#### Problem set:
**A.** According to the transcript on violence against Indigenous women, how many years has Antoinette Braybrook worked in this area?
**B.** Quote the transcript on violence against Indigenous women word for word, starting at "Domestic violence workers" and stopping after "own Indigenous communities.".
**C.** Write what comes next in the transcript on violence against Indigenous women, picking up after its final line.

Domestic violence workers say nothing is changing.
ANTOINETTE BRAYBROOK: I have been working in this area for 12 years, and I just cannot see that things are getting better for Aboriginal women. You know, we're constantly fighting to make sure that our organisations are properly resourced so that issues can be addressed.
BRIDGET BRENNAN: Antoinette Braybrook is chief executive of the Aboriginal Family Violence Prevention and Legal Service in Victoria.
In Cairns, she's meeting with women from New Zealand, Canada and the United States.
They're all struggling to deal with the high levels of violence in their own Indigenous communities.
ANTOINETTE BRAYBROOK: We see the devastation that violence in causing in our communities, and we're all on the same page with what needs to be done - we just need some backing from our governments, and we also need to all stand together on these issues.
BRIDGET BRENNAN: Family violence is also affecting Maori women in New Zealand.
Susan Ngawati Osborne works at the Maori women’s service the Tu Wahine Trust in Auckland.
SUSAN NGAWATI OSBORNE: What we can say is that our women in particular suffer at the hands of violent men and I think more so from men who are not from the same culture.
BRIDGET BRENNAN: She says Maori women are reluctant to report domestic violence, but they're having success with programs run by Maori people.
SUSAN NGAWATI OSBORNE: It is the proven pathway to creating healthy communities.
BRIDGET BRENNAN: From Auckland to Arizona, American social services worker Laura Horsley points out that violence against Indigenous women is systemic.

#### Extracted entries:

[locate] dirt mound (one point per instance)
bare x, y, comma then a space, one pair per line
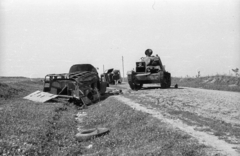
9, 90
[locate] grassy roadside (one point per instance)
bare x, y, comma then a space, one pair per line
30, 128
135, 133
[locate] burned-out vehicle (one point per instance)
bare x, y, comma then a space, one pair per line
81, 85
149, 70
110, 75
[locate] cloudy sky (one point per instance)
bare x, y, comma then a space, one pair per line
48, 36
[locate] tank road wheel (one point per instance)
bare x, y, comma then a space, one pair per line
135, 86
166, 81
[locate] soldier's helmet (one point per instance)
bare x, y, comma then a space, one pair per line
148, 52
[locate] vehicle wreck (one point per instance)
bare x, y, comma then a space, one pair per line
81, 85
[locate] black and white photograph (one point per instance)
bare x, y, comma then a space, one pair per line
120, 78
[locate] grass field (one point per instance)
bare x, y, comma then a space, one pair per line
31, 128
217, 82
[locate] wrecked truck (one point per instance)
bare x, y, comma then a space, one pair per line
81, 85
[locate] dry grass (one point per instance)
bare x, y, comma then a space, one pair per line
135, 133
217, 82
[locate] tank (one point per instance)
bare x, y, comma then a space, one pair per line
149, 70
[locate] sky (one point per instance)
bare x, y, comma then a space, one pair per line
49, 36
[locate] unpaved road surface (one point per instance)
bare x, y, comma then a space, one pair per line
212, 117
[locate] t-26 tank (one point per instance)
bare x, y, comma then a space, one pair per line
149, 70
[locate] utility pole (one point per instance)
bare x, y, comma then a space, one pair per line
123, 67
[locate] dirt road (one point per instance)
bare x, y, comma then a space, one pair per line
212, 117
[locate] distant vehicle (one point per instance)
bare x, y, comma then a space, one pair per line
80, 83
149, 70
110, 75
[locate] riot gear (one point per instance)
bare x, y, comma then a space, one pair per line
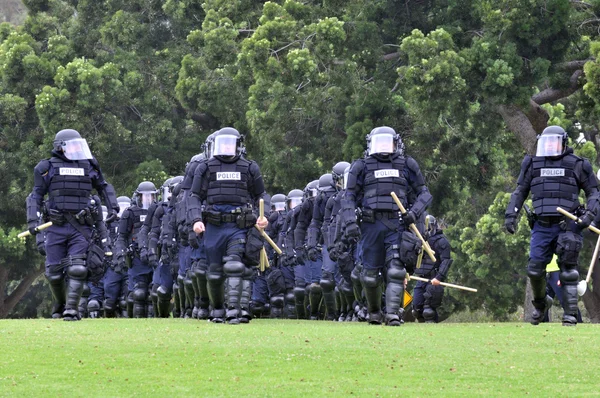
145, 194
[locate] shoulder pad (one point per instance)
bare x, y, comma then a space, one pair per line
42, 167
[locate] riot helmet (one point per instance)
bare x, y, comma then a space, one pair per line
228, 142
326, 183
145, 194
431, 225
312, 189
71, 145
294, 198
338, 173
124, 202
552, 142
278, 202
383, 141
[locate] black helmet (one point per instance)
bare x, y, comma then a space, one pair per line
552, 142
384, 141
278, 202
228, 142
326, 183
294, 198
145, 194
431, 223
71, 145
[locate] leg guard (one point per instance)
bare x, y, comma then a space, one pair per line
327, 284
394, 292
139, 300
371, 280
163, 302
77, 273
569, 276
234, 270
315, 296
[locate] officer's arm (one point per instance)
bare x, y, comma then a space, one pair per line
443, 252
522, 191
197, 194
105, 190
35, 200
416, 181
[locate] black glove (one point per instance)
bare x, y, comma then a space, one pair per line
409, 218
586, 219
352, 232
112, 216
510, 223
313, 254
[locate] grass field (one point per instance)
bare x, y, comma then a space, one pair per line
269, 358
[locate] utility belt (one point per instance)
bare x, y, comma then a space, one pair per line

#### Answers to the tasks:
**A.** Twelve years.

**B.**
Domestic violence workers say nothing is changing.
ANTOINETTE BRAYBROOK: I have been working in this area for 12 years, and I just cannot see that things are getting better for Aboriginal women. You know, we're constantly fighting to make sure that our organisations are properly resourced so that issues can be addressed.
BRIDGET BRENNAN: Antoinette Braybrook is chief executive of the Aboriginal Family Violence Prevention and Legal Service in Victoria.
In Cairns, she's meeting with women from New Zealand, Canada and the United States.
They're all struggling to deal with the high levels of violence in their own Indigenous communities.

**C.**
LAURA HORSLEY: It's really interesting to see how similar, even though we come from very different places and very different populations, it's interesting to see how many people are struggling with the same barriers and the same successes and the same types of issues that we're trying to address.
BRIDGET BRENNAN: She's been speaking in Cairns about her domestic violence service in Phoenix, which takes support workers into rural communities.
LAURA HORSLEY: The Native American population is also scattered in and amongst most of those communities that we provide services in, and so our goal is to put an advocate that is well versed and well trained in that particular culture as the person that goes out to deliver those services.
BRIDGET BRENNAN: It's a view shared by Antoinette Braybrook from Victoria's Aboriginal Family Violence Prevention service.
She believes the challenge is to build trust.
ANTOINETTE BRAYBROOK: Aboriginal people need to be able to do this our way, we don't need strategies imposed on us, and it's about time that we were given that opportunity to make sure that this violence against our women in our communities is stopped.
MARK COLVIN: Victorian Aboriginal women Antoinette Braybrook ending Bridget Brennan's report.